- _SELECTED TEXT_
····················

This record is a partial extract of the original cable. The full text of the original cable is not available.

C O N F I D E N T I A L SECTION 01 OF 03 HARARE 001290

 

SIPDIS

 

AF/S FOR B. NEULING

NSC FOR SENIOR AFRICA DIRECTOR C. COURVILLE

 

E.O. 12958: DECL: 12/31/2010

TAGS: PGOV PREL PHUM ZI ZANU PF

SUBJECT: ZVOBGO ON RULING PARTY DYNAMICS

 

 

Classified By: Ambassador Christopher Dell under Section 1.4 b/d

 

——-

Summary

——-

 

1. (C) Eddison Zvobgo, Jr., an astute player in the ruling

party’s younger generation and son of Robert Mugabe’s late

principal intra-party rival, on September 12 told the

Ambassador that the ruling party was essentially biding its

time until its octeganarian leader passed from the stage.

Zvobgo, who was recently installed in the party’s Masvingo

provincial hierarchy, asserted that the party remained

relatively unified despite personal rivalries for now and

characterized ethnic tensions as overblown. Personal

rivalries could spell the party’s doom after Mugabe’s

departure but key players could line up behind Joyce Mujuru,

about whom Zvobgo had relatively complimentary words. Zvobgo

urged the USG to continue to engage the ruling party and to

step up its humanitarian assistance to Zimbabwe. End summary.

 

————————————-

Party Resigned to Unpopular President

————————————-

 

2. (C) Over lunch at the Residence, Zvobgo told the

Ambassador that ZANU-PF was essentially a conservative,

nationalist party. But for Mugabe, its members were not

ideological but aligned according to perceived competing or

mutual personal interests. Zvobgo claimed that “99.9

percent” of the party recognized the “madness” of GOZ policy,

which had been an unmitigated failure essentially since

independence. Policies that brought the stock market to a

standstill were only the latest example of gross incompetence

stemming from the top. He asserted that only Mugabe carried

the “baggage” of his legacy within the party; those who

assumed charge upon his departure could be expected to

jettison that legacy and quickly re-orient the party more

toward the West.

 

3. (C) Compounding people’s frustrations and low morale was

that nobody had a sense about how policy was even being made,

Zvobgo added. He related that on meeting retired General and

Minister for Indigenization and Empowerment Josiah Tungamirai

shortly before he died last month, Tungamirai had his head in

his hands lamenting the party’s complete lack of

transparency. Tungamirai had said that even though he was

then a senior party figure who sat in the politburo and the

cabinet, he didn’t have a clue about how decisions were being

made. The party’s complete lack of transparency was

“politically traumatic” to the party’s membership, Zvobgo

maintained.

····················

Object position labeling entries
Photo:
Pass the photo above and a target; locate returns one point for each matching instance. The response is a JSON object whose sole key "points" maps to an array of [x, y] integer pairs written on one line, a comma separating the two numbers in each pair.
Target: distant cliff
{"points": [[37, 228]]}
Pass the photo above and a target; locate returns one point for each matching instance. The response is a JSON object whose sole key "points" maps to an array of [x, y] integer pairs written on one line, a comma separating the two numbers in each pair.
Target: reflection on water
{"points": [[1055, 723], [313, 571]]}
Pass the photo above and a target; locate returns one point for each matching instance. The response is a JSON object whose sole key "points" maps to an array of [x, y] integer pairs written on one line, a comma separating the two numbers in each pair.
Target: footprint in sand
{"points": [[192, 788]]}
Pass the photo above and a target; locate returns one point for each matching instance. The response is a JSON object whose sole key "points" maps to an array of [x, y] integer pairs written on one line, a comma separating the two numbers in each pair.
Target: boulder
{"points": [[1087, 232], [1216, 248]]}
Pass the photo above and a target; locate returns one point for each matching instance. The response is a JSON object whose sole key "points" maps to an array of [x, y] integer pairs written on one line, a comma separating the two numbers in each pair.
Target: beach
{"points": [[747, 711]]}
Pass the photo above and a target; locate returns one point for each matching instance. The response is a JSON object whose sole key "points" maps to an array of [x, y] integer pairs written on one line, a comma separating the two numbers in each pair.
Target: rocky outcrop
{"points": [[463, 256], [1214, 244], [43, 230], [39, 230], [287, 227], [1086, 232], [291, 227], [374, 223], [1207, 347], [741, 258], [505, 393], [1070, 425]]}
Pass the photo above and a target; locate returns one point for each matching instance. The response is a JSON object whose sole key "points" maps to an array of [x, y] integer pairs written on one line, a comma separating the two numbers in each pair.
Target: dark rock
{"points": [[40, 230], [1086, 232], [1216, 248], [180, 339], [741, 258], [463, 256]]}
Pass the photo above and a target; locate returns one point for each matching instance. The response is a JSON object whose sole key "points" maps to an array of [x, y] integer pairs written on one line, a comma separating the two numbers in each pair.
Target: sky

····················

- _TASK PROMPT_
Extend the cable on Zvobgo's views of the ruling party, starting immediately after its final sentence. The records were drawn from a separate source.

- _OUTPUT FOR THIS TASK_
 

4. (C) According to Zvobgo, Mugabe’s advancing age fueled

such a cautious posture among politicians at every level that

meaningful debate was absent. Mugabe remained quite fit but

everybody “could smell succession” and refused to risk their

necks by taking any position that might raise the President’s

ire. Zvobgo laughed at those who ridiculed Finance Minister

Murerwa for not confronting the President on basic economic

mismanagement when nobody confronted the President

meaningfully on any issue. At the same time, players quietly

postured and devoted political energies to undermining each

other while avoiding attention themselves. Emmerson

Mnangagwa’s example underscored to all what happened when one

shows too much ambition too soon.

 

5. (C) With most national policy set from the top,

politicians were left consigned to the role of ward-healer,

trying to deliver local services to their constituencies,

Zvobgo noted. This made them as dependent as ever to GOZ

ministries who commanded what little resources remained, thus

reinforcing the obeisance demanded by patronage.

 

—————————–

Party Unity Despite Rivalries

—————————–

 

6. (C) Zvobgo painted a picture of relative party unity at

the top despite the frustration and clash of personal

interests. He asserted that purported ethnic divisions

within the party were overstated and sometimes magnified by

posturing individuals looking to get purchase in their

attacks on rivals. In fact, aside from Solomon Mujuru, who

lacked ambition to be President, Mugabe had never kept any

individual or group close to him for the whole period since

independence, Zvobgo maintained. Mugabe’s skill in balancing

competing personalities while keeping them off balance

sometimes pushed others to try to exploit ethnic tensions

that weren’t really there.

 

7. (C) Zvobgo noted that long significant factional

rivalries in Masvingo were subsiding. “For whatever

reasons”, the party leadership had installed elder party

maverick Dzikamayi Mavhaire and himself to run the party’s

provincial structures. Zvobgo noted that Tungamirai had been

the party’s de facto senior figure in the province, but his

passing did not leave any official vacancy (other than his

parliamentary seat) and so would not likely trigger factional

infighting. Like most throughout the country, people in

Masvingo were absorbed with basic issues of food and housing

and were uninclined to political action.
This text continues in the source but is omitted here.